#### SHORT EXERCISE:
Rewrite all the lines below, replacing each "flower" with "bloom" and leaving everything else unchanged. Omit the pictures.

#### RECORDED DATA:
>>>

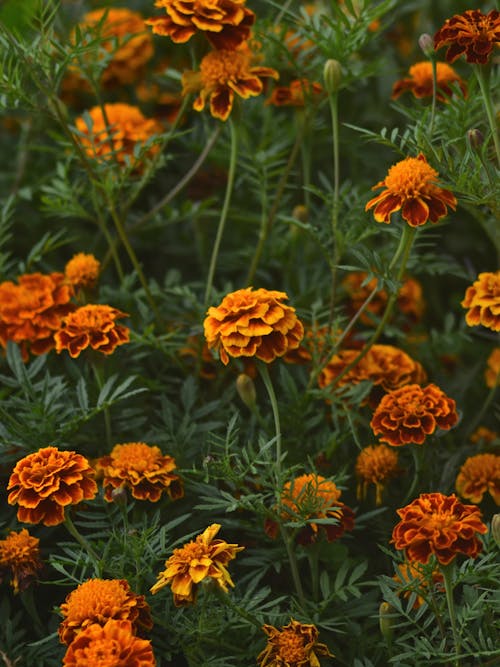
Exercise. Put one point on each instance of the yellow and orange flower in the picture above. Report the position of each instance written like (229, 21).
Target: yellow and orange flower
(20, 556)
(411, 413)
(294, 645)
(482, 299)
(441, 525)
(472, 33)
(251, 323)
(97, 601)
(91, 326)
(112, 644)
(410, 187)
(479, 474)
(142, 469)
(44, 483)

<<<

#### OUTPUT BELOW:
Exercise. Put one point on each instance of the yellow and orange bloom in the picture above. Report the position of each instance written like (229, 21).
Target: yellow and orange bloom
(20, 556)
(411, 413)
(294, 645)
(482, 299)
(441, 525)
(472, 33)
(251, 323)
(97, 601)
(91, 326)
(112, 644)
(410, 187)
(479, 474)
(142, 469)
(44, 483)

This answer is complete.